Start of Exercise data
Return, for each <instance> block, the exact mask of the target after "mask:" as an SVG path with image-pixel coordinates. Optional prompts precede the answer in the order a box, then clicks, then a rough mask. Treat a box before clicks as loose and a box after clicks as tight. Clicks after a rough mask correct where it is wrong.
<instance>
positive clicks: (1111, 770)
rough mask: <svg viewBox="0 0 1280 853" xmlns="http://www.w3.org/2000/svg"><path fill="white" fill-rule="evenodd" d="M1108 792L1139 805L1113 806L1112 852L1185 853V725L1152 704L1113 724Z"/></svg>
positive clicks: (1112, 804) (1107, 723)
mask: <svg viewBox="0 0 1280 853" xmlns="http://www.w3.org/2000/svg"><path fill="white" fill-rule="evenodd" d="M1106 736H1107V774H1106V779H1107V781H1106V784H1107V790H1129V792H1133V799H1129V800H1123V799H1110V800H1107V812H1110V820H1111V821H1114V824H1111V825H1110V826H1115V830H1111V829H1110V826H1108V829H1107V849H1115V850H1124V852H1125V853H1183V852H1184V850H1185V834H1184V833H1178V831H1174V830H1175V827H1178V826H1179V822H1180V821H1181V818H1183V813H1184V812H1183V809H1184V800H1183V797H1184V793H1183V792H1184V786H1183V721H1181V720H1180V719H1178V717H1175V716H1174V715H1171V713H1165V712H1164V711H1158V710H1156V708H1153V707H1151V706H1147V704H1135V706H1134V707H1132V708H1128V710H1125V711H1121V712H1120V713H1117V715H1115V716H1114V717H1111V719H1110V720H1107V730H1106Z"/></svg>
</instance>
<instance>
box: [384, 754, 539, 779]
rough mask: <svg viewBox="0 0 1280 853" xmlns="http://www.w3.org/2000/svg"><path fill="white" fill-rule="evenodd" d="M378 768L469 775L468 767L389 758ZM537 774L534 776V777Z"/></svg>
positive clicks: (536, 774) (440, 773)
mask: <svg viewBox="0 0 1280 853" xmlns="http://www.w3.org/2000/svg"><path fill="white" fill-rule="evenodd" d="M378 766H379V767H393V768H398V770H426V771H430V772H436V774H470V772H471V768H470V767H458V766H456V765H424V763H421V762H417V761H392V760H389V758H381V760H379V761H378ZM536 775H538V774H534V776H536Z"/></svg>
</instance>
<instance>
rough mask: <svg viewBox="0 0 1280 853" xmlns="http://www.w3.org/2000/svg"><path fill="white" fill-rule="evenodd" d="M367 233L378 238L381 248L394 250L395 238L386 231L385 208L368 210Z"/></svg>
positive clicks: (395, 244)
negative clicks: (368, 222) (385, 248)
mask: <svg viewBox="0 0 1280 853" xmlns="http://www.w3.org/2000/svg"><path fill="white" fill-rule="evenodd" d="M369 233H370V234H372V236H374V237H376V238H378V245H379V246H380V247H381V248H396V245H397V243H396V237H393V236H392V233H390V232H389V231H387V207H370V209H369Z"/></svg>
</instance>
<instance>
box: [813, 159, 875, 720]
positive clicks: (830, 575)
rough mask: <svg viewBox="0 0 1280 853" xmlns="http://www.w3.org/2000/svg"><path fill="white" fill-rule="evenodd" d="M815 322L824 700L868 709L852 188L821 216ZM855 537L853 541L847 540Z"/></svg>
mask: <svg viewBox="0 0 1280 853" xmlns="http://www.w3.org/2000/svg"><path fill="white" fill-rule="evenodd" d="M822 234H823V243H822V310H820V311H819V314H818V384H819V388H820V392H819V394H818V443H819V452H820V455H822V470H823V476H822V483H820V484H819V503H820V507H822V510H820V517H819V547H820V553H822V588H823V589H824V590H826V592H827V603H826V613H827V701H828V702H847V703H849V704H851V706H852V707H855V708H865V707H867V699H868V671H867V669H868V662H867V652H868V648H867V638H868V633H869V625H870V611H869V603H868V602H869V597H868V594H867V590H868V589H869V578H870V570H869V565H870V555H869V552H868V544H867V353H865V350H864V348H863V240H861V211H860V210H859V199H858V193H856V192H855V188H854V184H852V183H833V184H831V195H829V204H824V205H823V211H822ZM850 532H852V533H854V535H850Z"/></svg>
End of Exercise data
Work instruction:
Could you restate the records above word for word?

Your response:
Return, for each <instance> block, the exact mask of the target after "mask:" as an SVG path with image-pixel coordinates. Optional prompts precede the answer in the order a box, then clicks, then a rough mask. Treat a box before clicks as loose and a box after clicks as tight. Clicks after a rough mask correct where it is wrong.
<instance>
positive clicks: (1111, 770)
rough mask: <svg viewBox="0 0 1280 853" xmlns="http://www.w3.org/2000/svg"><path fill="white" fill-rule="evenodd" d="M1108 792L1139 805L1113 806L1112 852L1185 853V725L1152 704L1113 724Z"/></svg>
positive clicks: (1112, 804) (1107, 723)
mask: <svg viewBox="0 0 1280 853" xmlns="http://www.w3.org/2000/svg"><path fill="white" fill-rule="evenodd" d="M1106 736H1107V774H1106V779H1107V781H1106V784H1107V790H1129V792H1133V799H1129V800H1123V799H1110V800H1107V812H1110V820H1111V821H1114V824H1111V825H1110V826H1115V830H1111V829H1110V826H1108V829H1107V849H1115V850H1124V852H1125V853H1183V852H1184V850H1185V834H1184V833H1178V831H1174V830H1175V827H1178V826H1179V822H1180V821H1181V818H1183V813H1184V812H1183V809H1184V800H1183V797H1184V793H1183V792H1184V786H1183V721H1181V720H1180V719H1178V717H1175V716H1174V715H1171V713H1165V712H1164V711H1158V710H1156V708H1153V707H1151V706H1147V704H1135V706H1134V707H1132V708H1128V710H1125V711H1121V712H1120V713H1117V715H1115V716H1114V717H1111V719H1110V720H1107V730H1106Z"/></svg>
</instance>
<instance>
box: [384, 754, 539, 779]
rough mask: <svg viewBox="0 0 1280 853" xmlns="http://www.w3.org/2000/svg"><path fill="white" fill-rule="evenodd" d="M378 768L469 775L468 767L389 758ZM537 774L534 776V777Z"/></svg>
positive clicks: (536, 774) (440, 773)
mask: <svg viewBox="0 0 1280 853" xmlns="http://www.w3.org/2000/svg"><path fill="white" fill-rule="evenodd" d="M378 766H379V767H393V768H398V770H426V771H430V772H436V774H470V772H471V768H470V767H458V766H456V765H424V763H421V762H417V761H392V760H389V758H381V760H379V761H378ZM536 775H538V774H534V776H536Z"/></svg>
</instance>
<instance>
rough mask: <svg viewBox="0 0 1280 853" xmlns="http://www.w3.org/2000/svg"><path fill="white" fill-rule="evenodd" d="M367 233L378 238L381 248L394 250L395 238L386 231L385 208L368 210Z"/></svg>
positive clicks: (395, 244)
negative clicks: (368, 222) (385, 248)
mask: <svg viewBox="0 0 1280 853" xmlns="http://www.w3.org/2000/svg"><path fill="white" fill-rule="evenodd" d="M369 233H370V234H372V236H374V237H376V238H378V245H379V246H380V247H381V248H396V245H397V243H396V237H393V236H392V233H390V232H389V231H387V207H370V209H369Z"/></svg>
</instance>
<instance>
box: [813, 159, 875, 720]
positive clicks: (830, 575)
rough mask: <svg viewBox="0 0 1280 853" xmlns="http://www.w3.org/2000/svg"><path fill="white" fill-rule="evenodd" d="M815 322L824 700L868 709L852 188L821 216ZM855 537L853 541L847 540Z"/></svg>
mask: <svg viewBox="0 0 1280 853" xmlns="http://www.w3.org/2000/svg"><path fill="white" fill-rule="evenodd" d="M822 234H823V243H822V310H820V311H819V314H818V384H819V388H820V392H819V394H818V443H819V452H820V455H822V470H823V476H822V483H820V484H819V503H820V507H822V510H820V517H819V547H820V553H822V588H823V589H824V590H826V592H827V603H826V613H827V701H828V702H847V703H849V704H851V706H852V707H855V708H865V707H867V699H868V671H867V669H868V662H867V652H868V648H867V638H868V633H869V625H870V611H869V603H868V602H869V597H868V594H867V590H868V589H869V578H870V570H869V565H870V555H869V552H868V544H867V353H865V350H864V348H863V240H861V211H860V210H859V199H858V193H856V192H855V188H854V184H852V183H833V184H831V195H829V204H824V205H823V211H822ZM850 532H852V533H854V535H850Z"/></svg>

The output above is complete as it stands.